** Start TEXT SHOWN **

DRAFT Guidelines for Establishing Partnerships with W3C
This document is deprecated. See instead the
formal liaisons process of the W3C
Process Document as of June 2003.
- This version:
- Tim Berners-Lee,
- Ian Jacobs, <email@example.com>
- Joseph Reagle,
- Last modified:
- $Date: 2003/06/19 16:37:18 $
In order to promote architectural consistency between technologies
developed within the World Wide Web
Consortium (W3C) and those developed by other organizations
writing specifications for information technologies, W3C wishes to
institute a process for creating Partnerships with these
organizations. This document describes the general goals of
Partnerships - harmonization of specifications, open exchange of
information, quality, and trust - and proposes additions to the W3C Process Document about
the creation of such Partnerships.
Status of this Document
This document is a draft document based on numerous discussions
and proposals, including
March 1999 Advisory Board Meeting (Team and AB only), the
August 1999 Advisory Board Meeting (Team and AB only), a
proposal by Ian Jacobs
(Team only), and a proposal by Tim Berners-Lee.
From time to time, the W3C Team or Members will perceive the need
for a Partnership with a peer organization or standards body. In a
number of situations, coordination would benefit both parties,
- The development of a technology that plays a similar role to, but is not
interoperable with, a technology developed by W3C or the potential
Partner. The goal of such a
partnership would be to prevent market fragmentation.
- The application of a W3C technology to a new domain. The goal of such a
partnership would be to promote deployment of W3C technologies and
understand requirements from new domains.
- The development of complementary technologies. This type of partnership
would help resolve mutual dependencies.
Partnerships are not meant to substitute for W3C Membership;
organizations will continue to join W3C to pursue W3C
Activities. Partnerships allow similar organizations to pursue related
goals (e.g., technical specifications) to their mutual benefit.
Partnerships are likely to vary from organization to organization, so
the goals and processes described herein are designed to be
flexible. They will be refined as W3C learns from experience.
The W3C is an open organization in that it:
- encourages the participation of all organizations and
individuals that can contribute substantively to specifications,
- focuses on achieving group consensus among peers, and
- works to ensure the timely delivery of high quality
technical specifications that have undergone public review.
All W3C Recommendations are public and their ultimate success
relies upon the voluntary adoption and implementation by that same
public: the Web community. In order to collaborate with partners in
an environment that fosters openness, consensus, and wide distribution
of specifications, W3C requests that potential partners agree to the
following general principles for work carried out as part
of the partnership.

** End TEXT SHOWN **
** Start DATASET **

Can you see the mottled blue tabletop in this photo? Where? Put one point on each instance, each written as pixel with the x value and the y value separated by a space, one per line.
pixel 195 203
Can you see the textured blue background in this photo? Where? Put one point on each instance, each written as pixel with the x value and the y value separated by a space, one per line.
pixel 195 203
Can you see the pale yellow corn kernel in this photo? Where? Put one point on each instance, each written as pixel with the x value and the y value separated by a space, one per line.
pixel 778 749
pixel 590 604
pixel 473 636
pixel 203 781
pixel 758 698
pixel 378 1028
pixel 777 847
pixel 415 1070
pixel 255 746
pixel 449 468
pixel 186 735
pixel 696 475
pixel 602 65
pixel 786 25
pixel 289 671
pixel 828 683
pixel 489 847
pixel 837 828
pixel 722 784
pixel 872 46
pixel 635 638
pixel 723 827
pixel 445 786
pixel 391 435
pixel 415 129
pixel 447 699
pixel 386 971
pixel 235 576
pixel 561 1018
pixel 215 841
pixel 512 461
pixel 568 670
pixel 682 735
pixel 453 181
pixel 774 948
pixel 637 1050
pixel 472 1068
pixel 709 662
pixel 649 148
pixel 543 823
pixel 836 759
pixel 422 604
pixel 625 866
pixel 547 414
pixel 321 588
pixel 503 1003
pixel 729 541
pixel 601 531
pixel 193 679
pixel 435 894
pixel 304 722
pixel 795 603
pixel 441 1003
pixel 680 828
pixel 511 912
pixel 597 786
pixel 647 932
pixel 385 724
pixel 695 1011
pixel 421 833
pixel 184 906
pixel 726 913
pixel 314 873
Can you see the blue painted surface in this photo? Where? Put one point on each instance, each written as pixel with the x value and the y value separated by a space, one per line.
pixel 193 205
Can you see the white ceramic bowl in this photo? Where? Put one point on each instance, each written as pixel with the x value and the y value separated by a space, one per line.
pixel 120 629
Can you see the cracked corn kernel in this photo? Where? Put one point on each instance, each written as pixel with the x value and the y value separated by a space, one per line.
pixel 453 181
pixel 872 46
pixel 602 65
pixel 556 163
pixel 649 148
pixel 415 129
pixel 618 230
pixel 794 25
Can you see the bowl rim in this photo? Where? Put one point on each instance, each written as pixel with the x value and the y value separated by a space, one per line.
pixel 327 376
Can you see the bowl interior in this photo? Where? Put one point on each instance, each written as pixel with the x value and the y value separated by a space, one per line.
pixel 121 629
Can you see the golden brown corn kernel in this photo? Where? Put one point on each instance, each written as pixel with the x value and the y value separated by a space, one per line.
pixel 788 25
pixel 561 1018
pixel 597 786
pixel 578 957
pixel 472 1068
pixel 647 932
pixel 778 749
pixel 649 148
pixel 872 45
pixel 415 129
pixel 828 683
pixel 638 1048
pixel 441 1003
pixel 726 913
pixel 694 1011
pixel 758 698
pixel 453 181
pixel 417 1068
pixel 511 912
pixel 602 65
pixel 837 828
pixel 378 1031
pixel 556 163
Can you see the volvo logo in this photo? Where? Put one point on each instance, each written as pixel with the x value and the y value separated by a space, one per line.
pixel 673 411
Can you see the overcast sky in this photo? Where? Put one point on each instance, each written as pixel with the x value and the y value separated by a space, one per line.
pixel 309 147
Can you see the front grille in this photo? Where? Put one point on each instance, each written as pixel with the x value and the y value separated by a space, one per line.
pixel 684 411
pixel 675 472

** End DATASET **

● **PROBLEMS TO WORK ON**:
1) In the W3C partnership guidelines, write out the passage starting at "- The application" and ending at "their mutual benefit.", switching "complementary" to "interdependent".
2) According to the W3C partnership guidelines, what is the goal of a partnership formed when a technology plays a similar role to a W3C technology but is not interoperable with it?
3) Supply the next part of the W3C partnership guidelines, picking up after their final sentence.

● **ANSWER LIST**:
1)
- The application of a W3C technology to a new domain. The goal of such a
partnership would be to promote deployment of W3C technologies and
understand requirements from new domains.
- The development of interdependent technologies. This type of partnership
would help resolve mutual dependencies.
Partnerships are not meant to substitute for W3C Membership;
organizations will continue to join W3C to pursue W3C
Activities. Partnerships allow similar organizations to pursue related
goals (e.g., technical specifications) to their mutual benefit.

2) To prevent market fragmentation.

3)
- Public process
- The Partner agrees to make public process and membership information.
This includes a
publicly documented position on its membership and partnership policies
that permits widespread participation of all interested parties within
its scope of activity. W3C declines to partner with organizations that have
selective or arbitrary membership policies that serve only to benefit
pre-existing or dominant member organizations.
- Decision by consensus
- Groups operating within a Partnership
agree to reach consensus in order to provide a
single solution acceptable to both Partners and
the market at large. Where
unanimity is not possible, minority opinions are archived.
- Specifications widely available and free of charge
A Partner agrees to allow its peers to archive/mirror
specifications and also to
make them available, with clear attribution of the source, in the event
the organization cannot.
- Peer review
- A Partner agrees to have joint work reviewed by peers at
appropriate/documented milestones to ensure compatibility and
likewise to review the work of peers. The Partner agrees
to negotiate changes deemed necessary by reviewers.
- Public review
- The Partner agrees to solicit and respond
to comments made during periods of public review.
- The organization archives all discussion and input to its work.
- Reasonable and non-discriminatory IPR
- The Partner recognizes W3C's preference that specifications
be unencumbered by intellectual property rights claims. Where such claims
exist, public disclosures should be made as early as possible.
Technology developed through the collaboration must be
available to the public under reasonable and non-discriminatory licensing
- Promotion of interoperability
- The Partner's mission promotes the technical,
institutional, or social evolution and interoperability of distributed
For any partnership, both W3C and the Partner must agree to at
least the following for work carried out as part of the
- To make available to each other
all information pertinent to the joint effort.
- To ensure public distribution of intermediate and final versions
- To respect the confidentiality of sensitive information shared
within a Working Group. Willingness by all parties
to protect such information fosters trust and may allow Working Groups
to get work done more quickly. However, those involved should not lose
sight of the ultimate goal of open and public specifications.
- To disclose any IPR claims related to the joint effort.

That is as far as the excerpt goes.